Exercise goal |
Would you copy only the lines below, beginning with the one that contains "Where can the ceiling fan be" and running through the last entry line?

[Data items]
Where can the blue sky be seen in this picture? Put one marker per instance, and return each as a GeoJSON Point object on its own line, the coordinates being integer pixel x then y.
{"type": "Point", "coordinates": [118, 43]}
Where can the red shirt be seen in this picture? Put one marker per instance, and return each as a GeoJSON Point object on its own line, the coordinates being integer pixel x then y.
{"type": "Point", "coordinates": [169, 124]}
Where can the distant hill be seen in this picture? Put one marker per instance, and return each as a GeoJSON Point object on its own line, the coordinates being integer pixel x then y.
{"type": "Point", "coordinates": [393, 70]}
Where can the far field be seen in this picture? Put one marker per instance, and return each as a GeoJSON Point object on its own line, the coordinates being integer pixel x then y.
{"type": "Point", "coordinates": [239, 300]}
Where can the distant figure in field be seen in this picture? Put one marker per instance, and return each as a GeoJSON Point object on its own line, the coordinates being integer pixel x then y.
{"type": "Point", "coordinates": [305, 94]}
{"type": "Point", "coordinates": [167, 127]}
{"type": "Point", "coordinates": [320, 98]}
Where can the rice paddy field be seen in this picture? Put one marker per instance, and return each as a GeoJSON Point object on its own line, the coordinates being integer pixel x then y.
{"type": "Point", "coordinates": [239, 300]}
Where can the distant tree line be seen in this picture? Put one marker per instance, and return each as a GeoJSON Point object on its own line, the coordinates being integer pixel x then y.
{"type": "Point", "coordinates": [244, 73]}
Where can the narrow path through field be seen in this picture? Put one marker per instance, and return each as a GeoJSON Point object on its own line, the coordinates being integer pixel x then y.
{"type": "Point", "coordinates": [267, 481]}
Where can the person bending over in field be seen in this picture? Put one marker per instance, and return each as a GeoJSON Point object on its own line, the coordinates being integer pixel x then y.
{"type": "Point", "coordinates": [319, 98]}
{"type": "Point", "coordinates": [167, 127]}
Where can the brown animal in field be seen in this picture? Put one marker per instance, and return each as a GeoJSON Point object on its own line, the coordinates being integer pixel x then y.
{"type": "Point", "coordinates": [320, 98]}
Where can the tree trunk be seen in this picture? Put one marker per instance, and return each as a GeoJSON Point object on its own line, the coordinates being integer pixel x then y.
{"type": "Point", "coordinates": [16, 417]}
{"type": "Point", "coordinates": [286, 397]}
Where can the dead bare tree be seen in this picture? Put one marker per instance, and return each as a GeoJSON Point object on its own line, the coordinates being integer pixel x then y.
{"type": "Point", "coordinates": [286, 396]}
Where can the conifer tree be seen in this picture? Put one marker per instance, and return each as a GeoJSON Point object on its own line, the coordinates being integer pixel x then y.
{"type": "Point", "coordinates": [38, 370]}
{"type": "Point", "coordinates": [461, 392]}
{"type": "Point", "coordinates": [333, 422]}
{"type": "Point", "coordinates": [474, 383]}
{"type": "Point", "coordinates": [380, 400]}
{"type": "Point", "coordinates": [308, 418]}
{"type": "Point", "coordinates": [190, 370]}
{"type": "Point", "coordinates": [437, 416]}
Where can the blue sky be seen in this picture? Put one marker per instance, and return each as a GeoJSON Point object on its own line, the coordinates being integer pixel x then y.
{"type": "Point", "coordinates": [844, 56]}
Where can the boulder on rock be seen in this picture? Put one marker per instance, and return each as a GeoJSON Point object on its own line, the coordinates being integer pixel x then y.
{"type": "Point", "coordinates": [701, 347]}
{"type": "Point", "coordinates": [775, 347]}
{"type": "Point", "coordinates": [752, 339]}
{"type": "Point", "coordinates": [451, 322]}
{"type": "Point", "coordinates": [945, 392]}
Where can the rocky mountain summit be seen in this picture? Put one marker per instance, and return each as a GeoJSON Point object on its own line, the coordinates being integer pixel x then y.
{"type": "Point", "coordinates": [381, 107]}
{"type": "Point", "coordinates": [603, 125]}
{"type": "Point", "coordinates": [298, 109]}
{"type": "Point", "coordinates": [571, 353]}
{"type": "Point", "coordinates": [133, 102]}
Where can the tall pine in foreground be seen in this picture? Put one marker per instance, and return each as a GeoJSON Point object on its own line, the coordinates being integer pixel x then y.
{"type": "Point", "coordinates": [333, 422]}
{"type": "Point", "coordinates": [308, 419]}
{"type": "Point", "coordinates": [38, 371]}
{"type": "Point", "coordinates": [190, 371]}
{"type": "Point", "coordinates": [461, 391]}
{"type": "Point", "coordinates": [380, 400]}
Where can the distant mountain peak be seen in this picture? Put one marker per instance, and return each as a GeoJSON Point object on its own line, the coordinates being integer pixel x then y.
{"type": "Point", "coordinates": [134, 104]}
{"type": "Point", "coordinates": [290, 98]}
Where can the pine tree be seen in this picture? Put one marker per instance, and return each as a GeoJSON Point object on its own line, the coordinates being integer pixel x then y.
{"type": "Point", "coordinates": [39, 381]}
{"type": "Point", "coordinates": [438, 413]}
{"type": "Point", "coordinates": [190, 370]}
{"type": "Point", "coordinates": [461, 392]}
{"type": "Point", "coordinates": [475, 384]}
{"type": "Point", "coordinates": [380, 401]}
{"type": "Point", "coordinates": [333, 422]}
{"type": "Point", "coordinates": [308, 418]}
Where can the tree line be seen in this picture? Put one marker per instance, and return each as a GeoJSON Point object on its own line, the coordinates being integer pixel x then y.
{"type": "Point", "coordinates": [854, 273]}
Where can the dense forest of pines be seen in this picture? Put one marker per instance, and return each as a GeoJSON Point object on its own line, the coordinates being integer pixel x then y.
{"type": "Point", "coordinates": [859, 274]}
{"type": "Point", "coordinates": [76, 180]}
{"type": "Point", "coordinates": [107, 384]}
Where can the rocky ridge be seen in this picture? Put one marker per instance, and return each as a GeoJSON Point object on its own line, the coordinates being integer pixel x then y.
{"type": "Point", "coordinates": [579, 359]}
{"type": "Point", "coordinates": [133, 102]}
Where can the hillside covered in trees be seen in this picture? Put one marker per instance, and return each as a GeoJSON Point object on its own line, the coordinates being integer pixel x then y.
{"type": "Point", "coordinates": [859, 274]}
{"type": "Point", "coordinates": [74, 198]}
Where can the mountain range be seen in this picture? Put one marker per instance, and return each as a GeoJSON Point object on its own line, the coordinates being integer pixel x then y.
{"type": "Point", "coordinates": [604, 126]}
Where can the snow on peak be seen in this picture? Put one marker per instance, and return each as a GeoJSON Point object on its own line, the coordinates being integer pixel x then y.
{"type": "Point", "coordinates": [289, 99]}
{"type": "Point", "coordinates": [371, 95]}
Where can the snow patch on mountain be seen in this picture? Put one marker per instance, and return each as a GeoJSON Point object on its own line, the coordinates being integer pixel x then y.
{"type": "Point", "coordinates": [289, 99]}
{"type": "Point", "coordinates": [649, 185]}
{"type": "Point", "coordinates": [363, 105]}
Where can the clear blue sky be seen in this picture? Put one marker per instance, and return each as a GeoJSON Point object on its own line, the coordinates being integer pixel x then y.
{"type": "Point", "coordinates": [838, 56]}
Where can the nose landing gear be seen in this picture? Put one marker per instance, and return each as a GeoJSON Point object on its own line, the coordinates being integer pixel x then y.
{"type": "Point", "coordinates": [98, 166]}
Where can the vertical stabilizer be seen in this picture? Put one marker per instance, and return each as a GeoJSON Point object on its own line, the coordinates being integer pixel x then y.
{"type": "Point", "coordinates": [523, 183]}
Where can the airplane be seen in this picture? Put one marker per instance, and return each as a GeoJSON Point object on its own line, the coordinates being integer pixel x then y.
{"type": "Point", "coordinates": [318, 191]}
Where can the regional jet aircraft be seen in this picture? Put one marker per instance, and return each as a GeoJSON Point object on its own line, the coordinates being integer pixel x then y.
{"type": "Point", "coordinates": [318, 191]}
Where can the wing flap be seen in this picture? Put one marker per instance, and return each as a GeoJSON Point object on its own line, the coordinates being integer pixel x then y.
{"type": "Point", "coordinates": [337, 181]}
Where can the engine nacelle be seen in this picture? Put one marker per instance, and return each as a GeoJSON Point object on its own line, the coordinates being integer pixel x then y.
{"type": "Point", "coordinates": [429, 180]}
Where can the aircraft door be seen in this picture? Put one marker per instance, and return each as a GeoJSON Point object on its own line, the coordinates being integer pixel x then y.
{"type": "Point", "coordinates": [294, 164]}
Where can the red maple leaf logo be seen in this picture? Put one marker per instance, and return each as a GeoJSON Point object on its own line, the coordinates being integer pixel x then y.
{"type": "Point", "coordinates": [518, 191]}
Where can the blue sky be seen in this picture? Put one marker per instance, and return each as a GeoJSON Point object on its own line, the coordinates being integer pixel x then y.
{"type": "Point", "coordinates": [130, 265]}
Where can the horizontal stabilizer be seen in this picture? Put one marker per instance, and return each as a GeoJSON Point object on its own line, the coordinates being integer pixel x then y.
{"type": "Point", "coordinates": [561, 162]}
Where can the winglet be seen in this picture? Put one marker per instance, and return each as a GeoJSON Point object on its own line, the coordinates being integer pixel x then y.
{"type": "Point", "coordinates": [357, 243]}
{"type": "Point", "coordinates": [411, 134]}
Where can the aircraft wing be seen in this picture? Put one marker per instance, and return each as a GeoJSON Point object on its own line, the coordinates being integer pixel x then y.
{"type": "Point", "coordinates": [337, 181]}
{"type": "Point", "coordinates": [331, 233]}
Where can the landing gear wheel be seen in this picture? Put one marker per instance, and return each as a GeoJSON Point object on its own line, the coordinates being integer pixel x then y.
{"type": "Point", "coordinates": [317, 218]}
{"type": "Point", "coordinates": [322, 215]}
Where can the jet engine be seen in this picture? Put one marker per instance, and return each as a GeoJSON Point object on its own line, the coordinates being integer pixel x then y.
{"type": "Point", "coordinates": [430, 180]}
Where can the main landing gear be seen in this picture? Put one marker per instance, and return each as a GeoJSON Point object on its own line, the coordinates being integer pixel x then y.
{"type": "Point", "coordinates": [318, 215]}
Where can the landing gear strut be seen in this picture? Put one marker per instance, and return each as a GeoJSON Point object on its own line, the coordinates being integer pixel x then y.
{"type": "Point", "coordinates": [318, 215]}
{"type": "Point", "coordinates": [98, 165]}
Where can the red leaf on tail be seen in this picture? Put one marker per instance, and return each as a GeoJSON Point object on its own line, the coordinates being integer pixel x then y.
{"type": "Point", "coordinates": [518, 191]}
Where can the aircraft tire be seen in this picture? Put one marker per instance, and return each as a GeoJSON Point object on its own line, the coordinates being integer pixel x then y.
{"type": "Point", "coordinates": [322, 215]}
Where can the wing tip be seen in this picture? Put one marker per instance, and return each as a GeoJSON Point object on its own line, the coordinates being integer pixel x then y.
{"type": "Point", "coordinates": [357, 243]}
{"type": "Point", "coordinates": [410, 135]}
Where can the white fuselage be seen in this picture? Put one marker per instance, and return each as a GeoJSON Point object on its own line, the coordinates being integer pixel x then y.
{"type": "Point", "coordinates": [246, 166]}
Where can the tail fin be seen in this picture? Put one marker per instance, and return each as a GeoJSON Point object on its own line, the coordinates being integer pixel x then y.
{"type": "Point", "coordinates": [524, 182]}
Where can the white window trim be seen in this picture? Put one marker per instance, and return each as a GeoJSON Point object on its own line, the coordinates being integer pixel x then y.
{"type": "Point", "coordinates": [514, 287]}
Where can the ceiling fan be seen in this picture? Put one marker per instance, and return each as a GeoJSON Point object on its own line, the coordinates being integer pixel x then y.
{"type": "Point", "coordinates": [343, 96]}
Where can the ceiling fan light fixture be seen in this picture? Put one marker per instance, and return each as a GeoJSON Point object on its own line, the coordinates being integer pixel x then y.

Answer for the task |
Where can the ceiling fan be seen in this picture? Put one marker per instance, and return each as a GeoJSON Point object on its own line, the coordinates being integer pixel x then y.
{"type": "Point", "coordinates": [343, 96]}
Where can the ceiling fan light fixture be seen in this picture? Put one marker per instance, and return each as a GeoJSON Point object on its own line, the coordinates being integer pixel x then y.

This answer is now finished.